| Problems and tasks |
A. Return the passage of the forum thread starting at "That's a food" and ending at "not work out.".
B. List the usernames of everyone who posts in the forum thread.

| Source text |
# Orchestra/conductor combos that never happened, but should have



## Gordontrek (Jun 22, 2012)

Recently a random thought crossed my mind. Suppose Herbert von Karajan had gotten the opportunity to conduct the Chicago Symphony? Two of my favorite orchestral sounds ever are the Solti/CSO and Karajan/BPO sounds. Solti did get to conduct the BPO, but I cannot find a single recording of, nor even a historical reference to, Karajan conducting the CSO. The possibility fascinates me. Say what you want about HvK's interpretations; what can't be denied is that he really made the BPO sound beautiful. But what if he had tried to translate that sound over to the Chicago Symphony? By nature the American and European sounds of the time were decidedly different, and Chicago and Berlin may have just been the paramount representatives of their respective continents. It would have been fascinating to see what HvK would do with that mighty CSO brass section.
So, are there any orchestra/conductor matchups you wish had happened, or wish there was more of?


----------



## amfortas (Jun 15, 2011)

It would have been cool if, somehow, towards the end of his life, Gustav Mahler had come to America and conducted the New York Philharmonic.

Oh wait . . .


----------



## Orfeo (Nov 14, 2013)

That's a food for thought. I will say:


*Muti and the New York Philharmonic* (esp. during the turbulent 1980s when the orchestra became decidedly slipshod). Muti was considered at one point, but it did not work out.
*Gustavo Dudamel* and the New York Philharmonic or the Chicago Symphony (it still may happen down the road).
*Jascha Horenstein and the London Philharmonic*: with his unique yet highly regarded Bruckner and Mahler credentials, it would have been interesting to see how he would have molded the orchestra other than Tennstedt, Haitink, and Solti.


----------



## dsphipps100 (Jan 10, 2016)

Gordontrek said:


> Suppose Herbert von Karajan had gotten the opportunity to conduct the Chicago Symphony?


It is true that he never did, unfortunately. That would have been very interesting, to say the least, like you suggested.

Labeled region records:
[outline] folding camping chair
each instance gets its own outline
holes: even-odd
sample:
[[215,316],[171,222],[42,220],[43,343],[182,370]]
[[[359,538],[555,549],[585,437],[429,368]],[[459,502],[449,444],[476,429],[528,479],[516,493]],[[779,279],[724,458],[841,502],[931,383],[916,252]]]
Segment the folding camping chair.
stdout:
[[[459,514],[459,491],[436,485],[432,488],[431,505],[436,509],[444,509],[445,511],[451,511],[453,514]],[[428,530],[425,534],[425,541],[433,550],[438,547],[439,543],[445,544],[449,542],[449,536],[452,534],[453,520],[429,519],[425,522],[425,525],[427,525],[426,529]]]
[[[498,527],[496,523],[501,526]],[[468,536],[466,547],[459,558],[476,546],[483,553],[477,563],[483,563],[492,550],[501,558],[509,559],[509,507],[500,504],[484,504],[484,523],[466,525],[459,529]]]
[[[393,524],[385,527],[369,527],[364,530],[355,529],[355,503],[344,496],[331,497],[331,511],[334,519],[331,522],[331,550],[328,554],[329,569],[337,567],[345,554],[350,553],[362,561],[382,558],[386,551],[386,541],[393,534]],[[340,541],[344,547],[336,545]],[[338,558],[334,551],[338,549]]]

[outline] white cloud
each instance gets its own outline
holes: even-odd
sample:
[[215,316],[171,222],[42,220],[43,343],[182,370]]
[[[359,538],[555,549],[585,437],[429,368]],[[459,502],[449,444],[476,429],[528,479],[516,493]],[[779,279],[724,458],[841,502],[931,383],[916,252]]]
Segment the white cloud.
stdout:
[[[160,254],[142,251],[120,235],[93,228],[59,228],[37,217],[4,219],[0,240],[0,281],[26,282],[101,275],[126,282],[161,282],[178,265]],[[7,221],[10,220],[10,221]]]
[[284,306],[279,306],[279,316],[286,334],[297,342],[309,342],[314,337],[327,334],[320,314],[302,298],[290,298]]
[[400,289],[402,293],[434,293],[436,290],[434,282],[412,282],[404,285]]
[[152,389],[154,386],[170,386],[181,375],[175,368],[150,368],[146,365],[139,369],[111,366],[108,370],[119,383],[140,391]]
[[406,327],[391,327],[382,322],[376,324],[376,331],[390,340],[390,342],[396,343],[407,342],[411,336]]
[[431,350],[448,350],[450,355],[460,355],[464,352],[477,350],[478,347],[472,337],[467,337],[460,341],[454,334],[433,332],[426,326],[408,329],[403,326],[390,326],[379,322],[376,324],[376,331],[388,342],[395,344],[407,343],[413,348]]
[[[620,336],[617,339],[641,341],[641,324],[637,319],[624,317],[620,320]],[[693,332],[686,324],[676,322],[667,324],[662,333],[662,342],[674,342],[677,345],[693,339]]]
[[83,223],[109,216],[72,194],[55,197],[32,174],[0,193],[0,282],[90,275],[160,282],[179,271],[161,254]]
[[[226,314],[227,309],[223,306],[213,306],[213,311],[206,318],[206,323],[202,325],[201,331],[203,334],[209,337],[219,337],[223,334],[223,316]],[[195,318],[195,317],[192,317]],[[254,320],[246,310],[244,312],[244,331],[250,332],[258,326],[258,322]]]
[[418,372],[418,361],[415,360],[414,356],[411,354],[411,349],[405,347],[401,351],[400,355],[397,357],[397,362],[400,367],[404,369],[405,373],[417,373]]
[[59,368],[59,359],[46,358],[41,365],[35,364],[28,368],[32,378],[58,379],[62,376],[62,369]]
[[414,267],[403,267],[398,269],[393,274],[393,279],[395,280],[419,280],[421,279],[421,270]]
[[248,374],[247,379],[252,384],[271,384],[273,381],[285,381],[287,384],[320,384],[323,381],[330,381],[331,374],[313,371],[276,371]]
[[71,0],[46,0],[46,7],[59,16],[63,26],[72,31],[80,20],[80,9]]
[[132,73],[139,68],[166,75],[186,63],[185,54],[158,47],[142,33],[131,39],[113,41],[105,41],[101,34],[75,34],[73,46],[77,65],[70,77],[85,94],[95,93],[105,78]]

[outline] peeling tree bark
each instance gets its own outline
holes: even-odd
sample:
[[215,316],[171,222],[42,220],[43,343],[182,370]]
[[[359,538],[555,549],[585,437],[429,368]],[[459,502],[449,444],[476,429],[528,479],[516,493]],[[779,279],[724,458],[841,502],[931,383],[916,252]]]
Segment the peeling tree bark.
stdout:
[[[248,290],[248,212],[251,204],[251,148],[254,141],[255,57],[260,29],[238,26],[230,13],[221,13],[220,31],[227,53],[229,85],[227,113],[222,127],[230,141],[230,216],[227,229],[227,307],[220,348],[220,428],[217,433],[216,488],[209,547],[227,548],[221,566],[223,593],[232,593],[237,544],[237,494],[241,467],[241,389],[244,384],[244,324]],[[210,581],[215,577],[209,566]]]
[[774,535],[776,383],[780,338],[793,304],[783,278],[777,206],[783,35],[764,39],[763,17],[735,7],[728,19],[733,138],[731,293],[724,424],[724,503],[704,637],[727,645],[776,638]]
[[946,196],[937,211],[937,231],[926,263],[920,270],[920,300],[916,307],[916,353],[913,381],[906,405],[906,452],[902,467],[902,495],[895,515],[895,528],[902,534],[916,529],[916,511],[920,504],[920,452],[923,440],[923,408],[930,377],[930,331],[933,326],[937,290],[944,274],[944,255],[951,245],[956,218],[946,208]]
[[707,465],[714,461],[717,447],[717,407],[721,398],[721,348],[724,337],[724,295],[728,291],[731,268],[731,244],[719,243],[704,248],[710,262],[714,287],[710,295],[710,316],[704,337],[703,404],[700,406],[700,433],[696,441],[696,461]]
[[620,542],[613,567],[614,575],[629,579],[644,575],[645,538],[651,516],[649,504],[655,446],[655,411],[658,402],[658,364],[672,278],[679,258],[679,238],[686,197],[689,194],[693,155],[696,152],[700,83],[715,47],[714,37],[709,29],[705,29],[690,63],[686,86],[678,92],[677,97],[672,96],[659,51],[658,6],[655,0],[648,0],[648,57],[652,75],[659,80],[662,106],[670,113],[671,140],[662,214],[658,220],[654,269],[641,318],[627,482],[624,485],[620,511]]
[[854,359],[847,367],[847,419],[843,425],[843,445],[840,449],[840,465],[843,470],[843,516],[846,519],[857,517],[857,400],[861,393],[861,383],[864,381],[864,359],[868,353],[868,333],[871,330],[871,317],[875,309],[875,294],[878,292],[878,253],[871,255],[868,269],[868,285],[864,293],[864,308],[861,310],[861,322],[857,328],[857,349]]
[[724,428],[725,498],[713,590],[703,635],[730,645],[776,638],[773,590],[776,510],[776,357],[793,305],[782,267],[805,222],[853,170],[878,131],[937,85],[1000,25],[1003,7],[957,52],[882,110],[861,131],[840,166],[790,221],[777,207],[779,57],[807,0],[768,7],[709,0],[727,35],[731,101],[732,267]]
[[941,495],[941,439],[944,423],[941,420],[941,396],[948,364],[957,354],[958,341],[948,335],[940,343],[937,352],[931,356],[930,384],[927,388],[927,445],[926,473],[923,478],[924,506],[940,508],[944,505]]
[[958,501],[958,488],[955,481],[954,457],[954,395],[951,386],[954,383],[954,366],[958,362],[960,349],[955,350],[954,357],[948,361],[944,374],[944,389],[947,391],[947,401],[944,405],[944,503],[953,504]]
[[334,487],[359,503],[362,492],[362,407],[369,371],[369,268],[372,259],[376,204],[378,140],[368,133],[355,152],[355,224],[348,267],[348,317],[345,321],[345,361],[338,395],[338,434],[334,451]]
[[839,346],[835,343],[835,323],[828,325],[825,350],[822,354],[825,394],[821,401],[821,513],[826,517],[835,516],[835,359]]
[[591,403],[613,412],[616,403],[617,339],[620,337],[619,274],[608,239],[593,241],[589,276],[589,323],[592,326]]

| Full answers |
A.
That's a food for thought. I will say:


*Muti and the New York Philharmonic* (esp. during the turbulent 1980s when the orchestra became decidedly slipshod). Muti was considered at one point, but it did not work out.

B.
Gordontrek
amfortas
Orfeo
dsphipps100